Retrouvez dans nos brèves les actualités liées aux laboratoires et aux acteurs du monde des sciences


 

2021-07-21 

Une armure en sucre module les échanges génétiques entre bactéries

La capsule bactérienne est une enveloppe composée de sucres qui protège les pathogènes contre le système immunitaire, notamment les espèces nosocomiales résistantes aux antibiotiques. Cette étude, parue dans la revue PLOS Biology, combinant génomique comparative et transferts génétiques in vitro révèle que l’interaction entre la capsule et les éléments génétiques mobiles module l’acquisition de nouveaux gènes par les bactéries, dont les gènes de résistance aux antibiotiques.

Les éléments génétiques mobiles sont à l'origine de transferts de gènes entre bactéries, et conduisent à l’acquisition de facteurs de virulence et de résistance aux antibiotiques à travers le monde. Ces éléments mobiles, tels que les virus bactériens, ou bactériophages, et les plasmides conjugatifs, interagissent physiquement avec l’enveloppe bactérienne. Chez les pathogènes nosocomiaux multi-résistants comme Klebsiella pneumoniae, l’enveloppe est protégée par la capsule, une épaisse structure composée de sucres. Sa composition chimique diffère selon les gènes constituant le "locus capsulaire", ce qui donne lieu à de nombreux sérotypes capsulaires. Si la capsule semble de prime abord constituer une barrière physique à l’entrée des éléments mobiles, elle évolue en fait rapidement par transfert horizontal de gènes, grâce à l’acquisition d’éléments mobiles.

Pour comprendre cette apparente contradiction, les scientifiques ont tout d’abord étudié le flux des gènes transférés chez K. pneumoniae. Pour cela, ils ont reconstruit l’histoire des acquisitions et pertes de gènes parmi quatre mille génomes de Klebsiella. Les résultats montrent que les bactériophages, qui peuvent contenir et transférer des gènes de leur précédent hôte, sont majoritairement spécifiques d'un sérotype capsulaire, ce qui favorise les échanges génétiques au sein d’un même groupe de bactéries.

Cependant, des formes résistantes à l'infection phagique, non-capsulées, émergent rapidement lorsque la prédation par les bactériophages est forte. Cette résistance par inactivation de la capsule bloque aussi l’acquisition de nouveaux gènes par le biais des bactériophages.

EXERCICES PROPOSÉS:
- a) Dans la brève, recopiez une à une toutes les phrases du paragraphe qui commence par « Pour comprendre cette apparente contradiction ».
- b) D'après la brève, dans quelle revue l'étude a-t-elle été publiée ?
- c) Dans la brève, substituez « polysaccharides » à « sucres » dans le passage commençant par « Une armure en » et se terminant par « résistance aux antibiotiques. », puis donnez ce passage modifié.
Les lignes ci-après proviennent d'une autre source que la brève.

[Données de pointage par expressions référentielles]
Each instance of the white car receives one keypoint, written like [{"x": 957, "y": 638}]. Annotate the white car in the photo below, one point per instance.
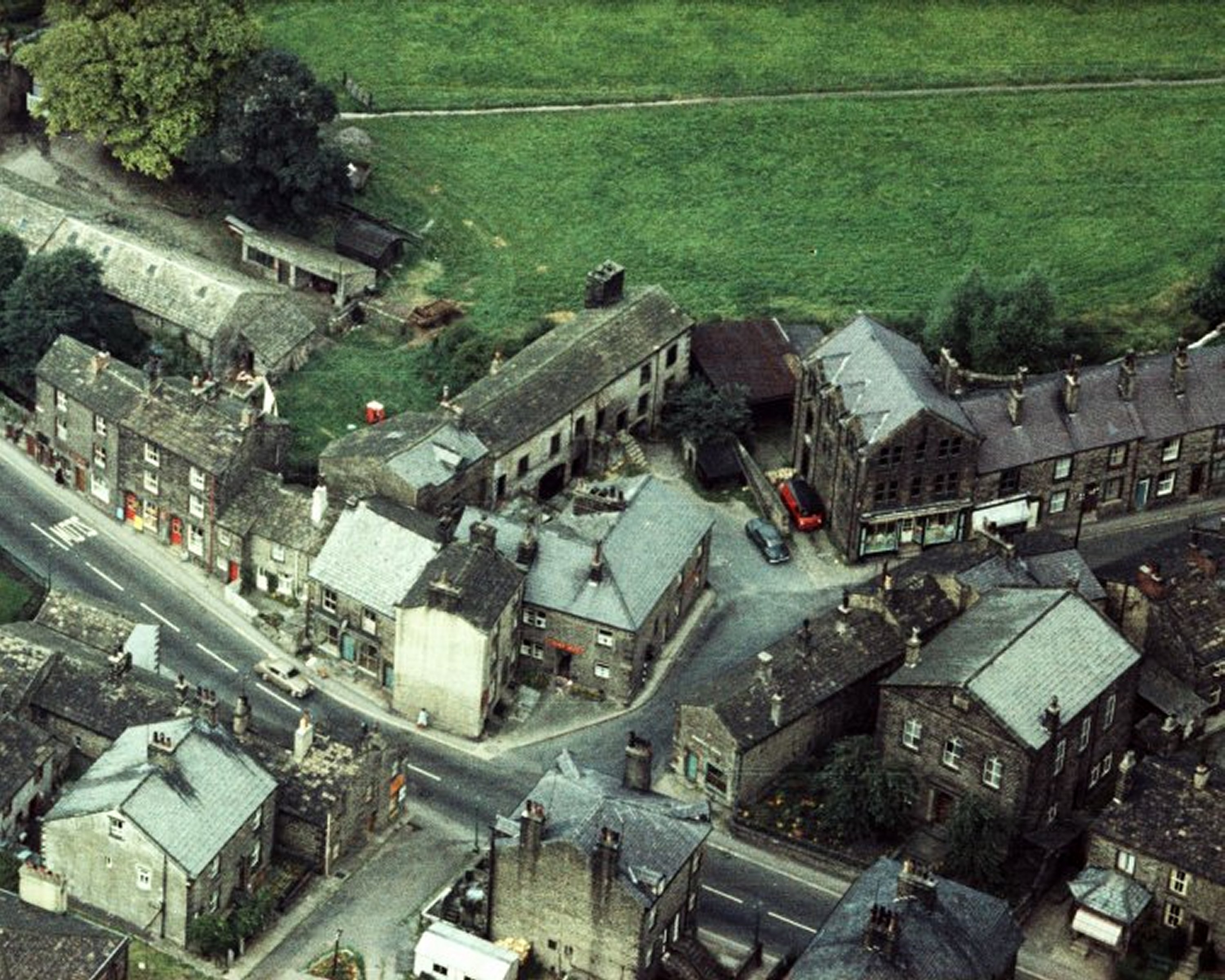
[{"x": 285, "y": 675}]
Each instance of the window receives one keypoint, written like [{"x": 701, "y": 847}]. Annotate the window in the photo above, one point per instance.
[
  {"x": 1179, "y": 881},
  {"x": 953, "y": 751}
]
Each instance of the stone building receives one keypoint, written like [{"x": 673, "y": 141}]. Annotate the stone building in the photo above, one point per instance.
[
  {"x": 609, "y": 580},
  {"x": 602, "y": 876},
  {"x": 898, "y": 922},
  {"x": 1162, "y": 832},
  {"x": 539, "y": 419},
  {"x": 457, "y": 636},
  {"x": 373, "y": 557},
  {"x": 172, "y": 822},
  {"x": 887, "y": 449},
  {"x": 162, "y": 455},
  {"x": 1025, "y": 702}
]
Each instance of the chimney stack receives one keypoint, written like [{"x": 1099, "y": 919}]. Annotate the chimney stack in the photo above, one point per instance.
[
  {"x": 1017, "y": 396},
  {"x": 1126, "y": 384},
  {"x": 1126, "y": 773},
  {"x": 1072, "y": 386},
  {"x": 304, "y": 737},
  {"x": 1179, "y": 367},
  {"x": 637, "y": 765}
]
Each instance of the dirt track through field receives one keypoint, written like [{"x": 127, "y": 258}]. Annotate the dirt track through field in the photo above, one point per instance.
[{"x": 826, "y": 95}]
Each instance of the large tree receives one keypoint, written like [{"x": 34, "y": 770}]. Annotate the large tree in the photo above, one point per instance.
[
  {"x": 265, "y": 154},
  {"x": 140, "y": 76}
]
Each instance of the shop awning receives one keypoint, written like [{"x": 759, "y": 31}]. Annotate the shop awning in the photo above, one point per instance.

CORRIGÉ DES EXERCICES:
- a)
- Pour comprendre cette apparente contradiction, les scientifiques ont tout d’abord étudié le flux des gènes transférés chez K. pneumoniae.
- Pour cela, ils ont reconstruit l’histoire des acquisitions et pertes de gènes parmi quatre mille génomes de Klebsiella.
- Les résultats montrent que les bactériophages, qui peuvent contenir et transférer des gènes de leur précédent hôte, sont majoritairement spécifiques d'un sérotype capsulaire, ce qui favorise les échanges génétiques au sein d’un même groupe de bactéries.

- b) Dans la revue PLOS Biology.

- c)
Une armure en sucre module les échanges génétiques entre bactéries

La capsule bactérienne est une enveloppe composée de polysaccharides qui protège les pathogènes contre le système immunitaire, notamment les espèces nosocomiales résistantes aux antibiotiques. Cette étude, parue dans la revue PLOS Biology, combinant génomique comparative et transferts génétiques in vitro révèle que l’interaction entre la capsule et les éléments génétiques mobiles module l’acquisition de nouveaux gènes par les bactéries, dont les gènes de résistance aux antibiotiques.